>> Start
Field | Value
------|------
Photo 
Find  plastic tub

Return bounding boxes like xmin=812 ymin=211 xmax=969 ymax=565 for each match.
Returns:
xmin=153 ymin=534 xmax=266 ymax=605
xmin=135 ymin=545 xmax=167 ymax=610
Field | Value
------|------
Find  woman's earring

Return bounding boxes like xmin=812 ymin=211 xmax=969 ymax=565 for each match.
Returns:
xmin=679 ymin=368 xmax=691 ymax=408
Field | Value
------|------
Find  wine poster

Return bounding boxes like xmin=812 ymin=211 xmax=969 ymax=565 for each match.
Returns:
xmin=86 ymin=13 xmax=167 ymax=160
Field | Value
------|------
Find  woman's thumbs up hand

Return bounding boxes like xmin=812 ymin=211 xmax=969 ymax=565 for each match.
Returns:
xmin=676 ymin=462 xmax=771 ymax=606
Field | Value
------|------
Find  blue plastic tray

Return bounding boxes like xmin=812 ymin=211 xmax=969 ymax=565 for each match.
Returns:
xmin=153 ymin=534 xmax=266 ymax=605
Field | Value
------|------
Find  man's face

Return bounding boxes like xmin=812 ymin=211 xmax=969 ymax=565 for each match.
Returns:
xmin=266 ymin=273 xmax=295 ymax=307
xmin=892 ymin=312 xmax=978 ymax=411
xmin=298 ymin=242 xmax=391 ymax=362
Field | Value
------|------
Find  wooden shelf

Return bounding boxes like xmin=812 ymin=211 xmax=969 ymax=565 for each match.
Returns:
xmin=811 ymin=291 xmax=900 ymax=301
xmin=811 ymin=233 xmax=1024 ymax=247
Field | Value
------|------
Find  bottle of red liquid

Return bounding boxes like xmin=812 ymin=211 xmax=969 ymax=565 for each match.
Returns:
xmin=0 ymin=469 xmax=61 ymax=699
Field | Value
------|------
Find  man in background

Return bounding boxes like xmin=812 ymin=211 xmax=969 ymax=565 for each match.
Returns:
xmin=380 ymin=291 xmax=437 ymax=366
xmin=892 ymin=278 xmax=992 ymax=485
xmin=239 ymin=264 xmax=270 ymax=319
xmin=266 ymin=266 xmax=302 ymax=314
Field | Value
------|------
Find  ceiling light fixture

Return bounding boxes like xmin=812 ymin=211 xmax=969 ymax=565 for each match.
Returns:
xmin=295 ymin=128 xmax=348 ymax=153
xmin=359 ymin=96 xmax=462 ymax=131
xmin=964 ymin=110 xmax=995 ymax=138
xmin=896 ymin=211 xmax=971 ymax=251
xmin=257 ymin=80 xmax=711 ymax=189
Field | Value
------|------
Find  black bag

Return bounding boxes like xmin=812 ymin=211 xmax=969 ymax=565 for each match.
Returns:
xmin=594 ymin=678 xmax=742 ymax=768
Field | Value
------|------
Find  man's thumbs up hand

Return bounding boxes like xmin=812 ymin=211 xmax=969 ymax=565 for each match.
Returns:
>> End
Locate every line in the items above that contains the word "thumbs", and copy each of those lines.

ANSWER TO THE PROBLEM:
Find  woman's thumbs up hand
Find  man's thumbs up hand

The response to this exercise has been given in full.